“Two robbers breaking into a museum, devastating, looting and burning, leaving laughing hand-in-hand with their bags full of treasures; one of the robbers is called France and the other Britain.”
Horse Head.
One of the dangers of not remembering the past is the risk of repetition of the past as a surprise. Some African countries may run this risk, especially those States where there is no cultivation of the knowledge of the past; where history is not considered important and indeed where some believe the ‘past is the past’. Some even do not want to teach history in the primary schools. The Chinese obviously do not run such a risk. Their artists and intellectuals are very conscious of their history and incorporate the historic experience of their people in their work. Such a demonstration can be seen in the current display of the work of the critical Chinese artist Ai Weiwei in the grounds of the Belvedere Museum, Vienna. Ai Weiwei, a great artist with inexhaustible ideas, has had many problems with his government.
Dog Head.

━━━

# [Tasks to perform]
(1) In the Ai Weiwei passage, where is the artist's work currently on display?
(2) Carry the Ai Weiwei passage forward, starting right after its last line.
The records are separate material with no tie to the Ai Weiwei passage.

(Records pointing to named objects)
━━━

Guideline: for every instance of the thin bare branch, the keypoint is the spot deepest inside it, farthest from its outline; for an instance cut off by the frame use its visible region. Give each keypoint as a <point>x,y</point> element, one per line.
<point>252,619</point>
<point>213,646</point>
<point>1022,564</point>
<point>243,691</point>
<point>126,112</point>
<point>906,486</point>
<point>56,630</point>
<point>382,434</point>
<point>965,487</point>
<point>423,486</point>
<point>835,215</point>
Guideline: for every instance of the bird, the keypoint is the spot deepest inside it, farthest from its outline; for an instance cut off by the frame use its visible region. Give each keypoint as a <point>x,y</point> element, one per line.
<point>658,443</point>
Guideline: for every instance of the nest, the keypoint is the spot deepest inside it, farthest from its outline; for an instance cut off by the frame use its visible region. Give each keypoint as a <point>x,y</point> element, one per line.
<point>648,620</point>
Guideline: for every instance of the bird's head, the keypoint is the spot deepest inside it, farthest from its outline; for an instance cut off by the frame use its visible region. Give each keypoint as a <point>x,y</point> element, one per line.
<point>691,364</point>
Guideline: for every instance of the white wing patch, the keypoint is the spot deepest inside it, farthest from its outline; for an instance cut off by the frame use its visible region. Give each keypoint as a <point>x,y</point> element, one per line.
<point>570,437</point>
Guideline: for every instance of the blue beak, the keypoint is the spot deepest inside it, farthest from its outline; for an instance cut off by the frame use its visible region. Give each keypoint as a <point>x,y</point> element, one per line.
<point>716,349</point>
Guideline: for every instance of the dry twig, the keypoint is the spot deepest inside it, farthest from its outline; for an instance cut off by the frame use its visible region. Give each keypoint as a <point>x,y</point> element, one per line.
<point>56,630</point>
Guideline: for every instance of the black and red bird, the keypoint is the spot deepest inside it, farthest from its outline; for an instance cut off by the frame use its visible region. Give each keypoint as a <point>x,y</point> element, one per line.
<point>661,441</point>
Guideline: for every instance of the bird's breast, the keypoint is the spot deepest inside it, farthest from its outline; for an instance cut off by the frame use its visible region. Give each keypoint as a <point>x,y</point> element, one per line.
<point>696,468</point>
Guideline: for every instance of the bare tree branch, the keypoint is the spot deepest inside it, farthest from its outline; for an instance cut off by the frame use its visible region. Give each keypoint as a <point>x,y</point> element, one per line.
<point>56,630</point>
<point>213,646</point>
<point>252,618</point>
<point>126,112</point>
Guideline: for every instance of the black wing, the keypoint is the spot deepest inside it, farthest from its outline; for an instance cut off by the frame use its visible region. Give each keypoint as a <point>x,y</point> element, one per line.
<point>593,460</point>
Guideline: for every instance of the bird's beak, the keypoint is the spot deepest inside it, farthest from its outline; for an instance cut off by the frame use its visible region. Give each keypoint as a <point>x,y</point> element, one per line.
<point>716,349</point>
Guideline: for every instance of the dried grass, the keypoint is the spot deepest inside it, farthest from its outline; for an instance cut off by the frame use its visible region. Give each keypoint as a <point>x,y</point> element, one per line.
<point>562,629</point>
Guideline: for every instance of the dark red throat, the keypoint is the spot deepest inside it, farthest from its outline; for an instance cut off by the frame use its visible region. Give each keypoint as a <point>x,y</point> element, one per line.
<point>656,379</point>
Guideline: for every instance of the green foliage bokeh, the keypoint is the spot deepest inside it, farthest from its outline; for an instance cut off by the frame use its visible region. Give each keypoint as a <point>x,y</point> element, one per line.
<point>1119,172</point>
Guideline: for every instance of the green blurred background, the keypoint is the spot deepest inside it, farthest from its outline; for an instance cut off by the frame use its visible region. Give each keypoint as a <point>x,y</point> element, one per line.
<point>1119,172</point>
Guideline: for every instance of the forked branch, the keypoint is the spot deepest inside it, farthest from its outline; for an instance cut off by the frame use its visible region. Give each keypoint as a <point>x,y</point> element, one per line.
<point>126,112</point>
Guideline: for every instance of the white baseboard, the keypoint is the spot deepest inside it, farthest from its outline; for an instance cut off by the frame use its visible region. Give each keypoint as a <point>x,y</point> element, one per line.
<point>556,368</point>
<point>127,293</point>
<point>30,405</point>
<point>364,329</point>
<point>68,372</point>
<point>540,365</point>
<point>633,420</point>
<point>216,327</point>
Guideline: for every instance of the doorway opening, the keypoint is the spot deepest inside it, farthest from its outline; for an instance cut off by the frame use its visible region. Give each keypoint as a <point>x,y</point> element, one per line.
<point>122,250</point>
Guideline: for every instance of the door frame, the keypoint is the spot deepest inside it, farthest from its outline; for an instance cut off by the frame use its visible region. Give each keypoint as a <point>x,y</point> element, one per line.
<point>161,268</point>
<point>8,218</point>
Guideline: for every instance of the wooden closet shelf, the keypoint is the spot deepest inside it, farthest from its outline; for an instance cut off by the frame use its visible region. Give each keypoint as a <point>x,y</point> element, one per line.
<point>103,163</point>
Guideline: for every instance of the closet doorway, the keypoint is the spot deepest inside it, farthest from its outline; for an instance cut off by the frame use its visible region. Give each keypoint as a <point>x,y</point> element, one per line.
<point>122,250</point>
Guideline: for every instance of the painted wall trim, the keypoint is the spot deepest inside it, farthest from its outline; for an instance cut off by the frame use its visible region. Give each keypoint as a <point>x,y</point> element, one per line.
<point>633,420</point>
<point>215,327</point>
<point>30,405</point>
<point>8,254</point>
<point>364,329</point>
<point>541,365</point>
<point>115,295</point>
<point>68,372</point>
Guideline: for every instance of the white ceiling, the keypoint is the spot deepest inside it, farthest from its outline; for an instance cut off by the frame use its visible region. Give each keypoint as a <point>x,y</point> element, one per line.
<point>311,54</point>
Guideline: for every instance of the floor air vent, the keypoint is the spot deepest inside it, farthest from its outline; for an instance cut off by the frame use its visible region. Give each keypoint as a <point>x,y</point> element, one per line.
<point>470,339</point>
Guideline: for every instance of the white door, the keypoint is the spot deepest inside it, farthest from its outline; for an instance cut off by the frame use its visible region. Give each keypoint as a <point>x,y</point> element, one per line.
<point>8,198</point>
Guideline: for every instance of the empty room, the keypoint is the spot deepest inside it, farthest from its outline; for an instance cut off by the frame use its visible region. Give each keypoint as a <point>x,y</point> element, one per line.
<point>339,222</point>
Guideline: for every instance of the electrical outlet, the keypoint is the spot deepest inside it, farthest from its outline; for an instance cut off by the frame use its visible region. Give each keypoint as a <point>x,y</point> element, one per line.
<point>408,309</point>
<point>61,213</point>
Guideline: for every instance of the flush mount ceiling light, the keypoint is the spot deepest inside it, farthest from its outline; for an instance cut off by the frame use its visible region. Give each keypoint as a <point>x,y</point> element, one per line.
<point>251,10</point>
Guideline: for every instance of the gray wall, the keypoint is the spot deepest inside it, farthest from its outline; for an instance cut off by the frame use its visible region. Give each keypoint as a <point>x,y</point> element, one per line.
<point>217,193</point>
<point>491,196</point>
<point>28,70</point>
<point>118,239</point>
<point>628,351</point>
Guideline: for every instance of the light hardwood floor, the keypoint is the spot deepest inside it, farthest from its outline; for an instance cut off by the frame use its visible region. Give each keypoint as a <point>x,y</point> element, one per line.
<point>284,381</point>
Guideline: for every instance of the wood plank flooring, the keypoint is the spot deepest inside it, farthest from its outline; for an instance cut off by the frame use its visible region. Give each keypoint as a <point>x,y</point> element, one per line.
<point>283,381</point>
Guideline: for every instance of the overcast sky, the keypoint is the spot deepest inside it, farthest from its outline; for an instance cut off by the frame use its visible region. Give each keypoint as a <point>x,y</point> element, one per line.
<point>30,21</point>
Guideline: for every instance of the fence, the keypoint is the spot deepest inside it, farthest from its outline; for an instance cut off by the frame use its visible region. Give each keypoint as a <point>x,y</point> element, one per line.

━━━

# [Task-by-task answers]
(1) In the grounds of the Belvedere Museum, Vienna.

(2)
The display of the installation, Circle of Animals/Zodiac Heads, in the Belvedere grounds is presented as part of the exhibition of Ai Weiwei, at the nearby 21er Haus museum, entitled Transformation-Translocation that runs from July 14 to Nov.20, 2016.
Rabbit Head.
Readers will no doubt remember the atrocious attack of a combined Anglo-French army that invaded Beijing in 1860 as part of an imperialist attempt to force China to agree to Western imperialist exigencies relating to production and consumption of opium in China. This is probably the worst case of cultural looting and destruction in the modern history of mankind. (2)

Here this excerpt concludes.